§ THE PROBLEM
Transcribe exactly the lines from the one containing "Target: dark gray curtain" through the last line of the listing below, inclusive, and nothing beyond them.

§ INPUT DATA

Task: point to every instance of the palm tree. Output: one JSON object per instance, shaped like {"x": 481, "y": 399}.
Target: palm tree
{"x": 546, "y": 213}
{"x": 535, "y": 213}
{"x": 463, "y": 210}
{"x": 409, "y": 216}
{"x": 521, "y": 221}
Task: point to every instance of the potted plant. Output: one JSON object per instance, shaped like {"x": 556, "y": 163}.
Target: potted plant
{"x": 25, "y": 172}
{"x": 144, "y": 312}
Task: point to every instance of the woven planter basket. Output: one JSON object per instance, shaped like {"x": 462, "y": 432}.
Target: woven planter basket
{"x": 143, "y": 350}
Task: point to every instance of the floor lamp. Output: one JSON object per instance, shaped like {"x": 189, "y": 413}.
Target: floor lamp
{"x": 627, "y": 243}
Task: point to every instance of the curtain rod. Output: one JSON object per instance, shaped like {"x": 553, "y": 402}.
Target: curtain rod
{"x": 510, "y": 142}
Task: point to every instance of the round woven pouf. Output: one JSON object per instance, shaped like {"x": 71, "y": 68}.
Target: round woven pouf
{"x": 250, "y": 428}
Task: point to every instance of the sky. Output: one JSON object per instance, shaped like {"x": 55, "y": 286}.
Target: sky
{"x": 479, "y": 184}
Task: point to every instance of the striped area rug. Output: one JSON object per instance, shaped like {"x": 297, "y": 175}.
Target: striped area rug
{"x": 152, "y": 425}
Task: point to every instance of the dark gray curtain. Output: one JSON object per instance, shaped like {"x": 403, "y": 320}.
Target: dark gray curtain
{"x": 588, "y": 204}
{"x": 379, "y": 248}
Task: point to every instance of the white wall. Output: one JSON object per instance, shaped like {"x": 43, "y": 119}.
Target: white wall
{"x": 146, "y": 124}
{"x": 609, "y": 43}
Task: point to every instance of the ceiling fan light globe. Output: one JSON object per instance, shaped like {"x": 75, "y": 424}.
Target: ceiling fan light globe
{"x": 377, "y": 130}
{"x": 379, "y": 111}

§ RESULT OF THE TASK
Target: dark gray curtain
{"x": 588, "y": 204}
{"x": 379, "y": 248}
Task: point to every instance of the white wall. Output: one JSON object per instance, shaped like {"x": 43, "y": 119}.
Target: white wall
{"x": 146, "y": 124}
{"x": 609, "y": 43}
Task: point to every instance of the ceiling fan light globe. Output: one JSON object per instance, shaped like {"x": 75, "y": 424}.
Target: ceiling fan light globe
{"x": 377, "y": 130}
{"x": 379, "y": 111}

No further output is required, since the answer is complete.